Records from a data source:
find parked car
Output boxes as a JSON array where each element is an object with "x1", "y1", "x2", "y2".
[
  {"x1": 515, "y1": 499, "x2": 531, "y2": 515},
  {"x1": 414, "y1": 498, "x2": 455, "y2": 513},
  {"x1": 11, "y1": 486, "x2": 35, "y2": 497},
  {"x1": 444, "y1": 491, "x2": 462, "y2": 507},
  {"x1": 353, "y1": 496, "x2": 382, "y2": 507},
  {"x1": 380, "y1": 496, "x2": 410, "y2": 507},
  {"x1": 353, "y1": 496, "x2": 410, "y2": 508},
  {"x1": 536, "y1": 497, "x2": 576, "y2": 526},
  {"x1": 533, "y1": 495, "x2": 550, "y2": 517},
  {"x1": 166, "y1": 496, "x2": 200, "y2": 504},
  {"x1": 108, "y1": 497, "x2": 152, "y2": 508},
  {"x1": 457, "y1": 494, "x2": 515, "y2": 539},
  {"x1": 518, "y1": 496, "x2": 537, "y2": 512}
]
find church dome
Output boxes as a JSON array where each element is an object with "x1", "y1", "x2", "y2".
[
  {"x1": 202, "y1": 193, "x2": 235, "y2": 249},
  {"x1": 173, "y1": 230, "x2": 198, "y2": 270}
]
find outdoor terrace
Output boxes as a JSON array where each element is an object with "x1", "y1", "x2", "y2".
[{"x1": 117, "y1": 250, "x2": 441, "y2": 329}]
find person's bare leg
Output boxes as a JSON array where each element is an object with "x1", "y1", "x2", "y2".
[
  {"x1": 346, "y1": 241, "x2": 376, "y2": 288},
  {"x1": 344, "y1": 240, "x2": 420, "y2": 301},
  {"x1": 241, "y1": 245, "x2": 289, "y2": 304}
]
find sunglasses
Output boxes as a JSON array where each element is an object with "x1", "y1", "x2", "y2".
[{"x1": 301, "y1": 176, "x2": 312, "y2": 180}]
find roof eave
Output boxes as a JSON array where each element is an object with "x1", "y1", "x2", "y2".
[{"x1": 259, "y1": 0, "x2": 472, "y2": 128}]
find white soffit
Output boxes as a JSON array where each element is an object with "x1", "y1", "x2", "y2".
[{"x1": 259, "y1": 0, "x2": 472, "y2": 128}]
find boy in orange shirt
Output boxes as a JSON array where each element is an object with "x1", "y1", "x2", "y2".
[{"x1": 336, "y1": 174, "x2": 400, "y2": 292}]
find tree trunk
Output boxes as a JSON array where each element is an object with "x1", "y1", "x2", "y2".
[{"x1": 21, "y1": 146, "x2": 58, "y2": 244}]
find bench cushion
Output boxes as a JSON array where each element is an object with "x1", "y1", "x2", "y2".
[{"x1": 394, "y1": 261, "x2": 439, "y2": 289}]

Exercise directions: Only the lines above starting with the one with "find outdoor terrace" and going through the one with "find roof eave" are to be copied, word for word and with both ends kept.

Finished exercise:
find outdoor terrace
Output boxes as a JSON array where each element is an object with "x1", "y1", "x2", "y2".
[{"x1": 117, "y1": 250, "x2": 441, "y2": 329}]
find person's bare leg
Output boxes as a JSON array where each element is an object with "x1", "y1", "x2", "y2".
[
  {"x1": 346, "y1": 241, "x2": 376, "y2": 288},
  {"x1": 344, "y1": 240, "x2": 420, "y2": 301},
  {"x1": 241, "y1": 245, "x2": 289, "y2": 304}
]
find sunglasses
Output boxes as a JSON array where each element is an object with "x1", "y1", "x2", "y2".
[{"x1": 301, "y1": 176, "x2": 312, "y2": 180}]
find roof eave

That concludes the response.